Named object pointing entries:
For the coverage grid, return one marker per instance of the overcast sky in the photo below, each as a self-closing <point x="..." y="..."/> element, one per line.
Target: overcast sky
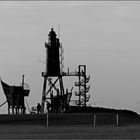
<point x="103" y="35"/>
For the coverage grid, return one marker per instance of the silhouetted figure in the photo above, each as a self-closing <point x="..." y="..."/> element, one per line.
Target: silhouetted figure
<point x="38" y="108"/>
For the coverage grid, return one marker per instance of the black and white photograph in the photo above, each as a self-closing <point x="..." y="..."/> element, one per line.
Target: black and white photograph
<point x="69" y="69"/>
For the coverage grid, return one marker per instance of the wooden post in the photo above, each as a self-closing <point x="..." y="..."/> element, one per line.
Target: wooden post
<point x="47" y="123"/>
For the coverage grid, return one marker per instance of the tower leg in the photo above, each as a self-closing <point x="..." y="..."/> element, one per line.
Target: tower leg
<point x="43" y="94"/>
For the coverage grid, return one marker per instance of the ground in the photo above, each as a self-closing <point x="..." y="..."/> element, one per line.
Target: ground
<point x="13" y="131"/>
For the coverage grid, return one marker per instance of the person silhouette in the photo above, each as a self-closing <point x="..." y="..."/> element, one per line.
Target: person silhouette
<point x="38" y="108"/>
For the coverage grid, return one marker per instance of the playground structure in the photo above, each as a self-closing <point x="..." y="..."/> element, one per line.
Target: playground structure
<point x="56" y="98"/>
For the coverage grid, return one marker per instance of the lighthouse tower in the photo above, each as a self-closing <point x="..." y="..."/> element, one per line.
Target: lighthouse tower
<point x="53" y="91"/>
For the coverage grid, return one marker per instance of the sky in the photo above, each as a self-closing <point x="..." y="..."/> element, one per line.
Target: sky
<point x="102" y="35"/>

--

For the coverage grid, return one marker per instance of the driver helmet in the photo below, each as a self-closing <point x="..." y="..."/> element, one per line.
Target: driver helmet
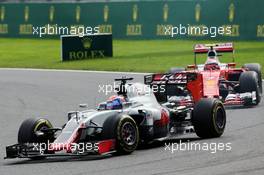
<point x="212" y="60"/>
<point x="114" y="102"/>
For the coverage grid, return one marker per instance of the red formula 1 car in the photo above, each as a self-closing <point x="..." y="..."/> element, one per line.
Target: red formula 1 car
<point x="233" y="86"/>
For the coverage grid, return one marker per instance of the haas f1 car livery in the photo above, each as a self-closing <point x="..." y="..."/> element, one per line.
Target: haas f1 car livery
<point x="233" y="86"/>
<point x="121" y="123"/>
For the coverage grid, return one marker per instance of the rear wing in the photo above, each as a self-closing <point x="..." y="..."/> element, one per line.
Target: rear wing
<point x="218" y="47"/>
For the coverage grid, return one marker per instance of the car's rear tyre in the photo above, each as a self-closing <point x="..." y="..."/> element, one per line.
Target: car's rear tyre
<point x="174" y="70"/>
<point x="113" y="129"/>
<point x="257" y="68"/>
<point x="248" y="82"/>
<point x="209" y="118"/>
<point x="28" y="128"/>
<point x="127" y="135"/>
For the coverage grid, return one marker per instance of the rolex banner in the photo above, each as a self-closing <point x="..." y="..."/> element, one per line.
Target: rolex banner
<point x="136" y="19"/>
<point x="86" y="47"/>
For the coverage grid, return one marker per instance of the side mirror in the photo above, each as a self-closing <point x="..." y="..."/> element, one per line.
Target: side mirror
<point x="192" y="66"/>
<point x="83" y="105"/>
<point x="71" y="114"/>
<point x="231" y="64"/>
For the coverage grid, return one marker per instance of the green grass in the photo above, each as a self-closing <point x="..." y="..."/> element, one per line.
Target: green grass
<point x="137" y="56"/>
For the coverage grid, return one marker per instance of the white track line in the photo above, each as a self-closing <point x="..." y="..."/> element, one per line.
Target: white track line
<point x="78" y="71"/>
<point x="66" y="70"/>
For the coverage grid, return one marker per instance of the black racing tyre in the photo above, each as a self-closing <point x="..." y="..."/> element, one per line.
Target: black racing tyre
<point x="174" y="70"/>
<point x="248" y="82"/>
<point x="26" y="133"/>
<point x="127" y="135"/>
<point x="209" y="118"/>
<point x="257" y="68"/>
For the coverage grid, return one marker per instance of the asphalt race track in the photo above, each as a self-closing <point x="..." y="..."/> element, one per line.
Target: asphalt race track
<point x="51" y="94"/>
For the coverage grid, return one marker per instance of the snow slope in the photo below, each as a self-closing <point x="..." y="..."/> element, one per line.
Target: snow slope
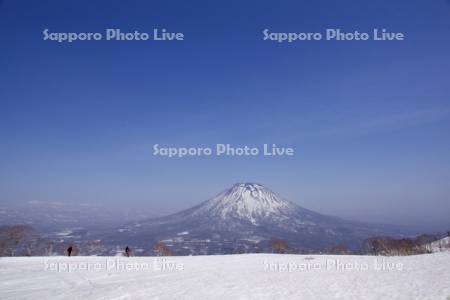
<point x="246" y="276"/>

---

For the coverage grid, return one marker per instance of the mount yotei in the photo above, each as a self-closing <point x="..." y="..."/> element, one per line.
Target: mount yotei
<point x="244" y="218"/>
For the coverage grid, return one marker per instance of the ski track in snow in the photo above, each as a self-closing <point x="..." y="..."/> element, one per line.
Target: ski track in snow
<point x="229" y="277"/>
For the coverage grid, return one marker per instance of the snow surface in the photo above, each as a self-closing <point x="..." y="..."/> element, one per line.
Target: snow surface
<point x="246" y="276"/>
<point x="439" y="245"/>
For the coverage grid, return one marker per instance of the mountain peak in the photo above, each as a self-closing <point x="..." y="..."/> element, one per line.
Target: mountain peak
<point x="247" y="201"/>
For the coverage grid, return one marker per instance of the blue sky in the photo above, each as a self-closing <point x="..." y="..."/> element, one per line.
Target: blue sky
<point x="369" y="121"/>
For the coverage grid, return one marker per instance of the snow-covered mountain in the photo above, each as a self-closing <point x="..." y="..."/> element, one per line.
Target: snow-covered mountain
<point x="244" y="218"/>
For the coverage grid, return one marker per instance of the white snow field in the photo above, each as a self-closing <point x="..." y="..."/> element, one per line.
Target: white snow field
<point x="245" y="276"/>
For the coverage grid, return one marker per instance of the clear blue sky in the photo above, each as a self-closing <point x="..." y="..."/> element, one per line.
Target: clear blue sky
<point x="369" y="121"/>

What you have to do: Count the lines in the listing above that contain "blue", treating uppercase and lowercase as distinct, and give only the number.

Output of the exercise: 4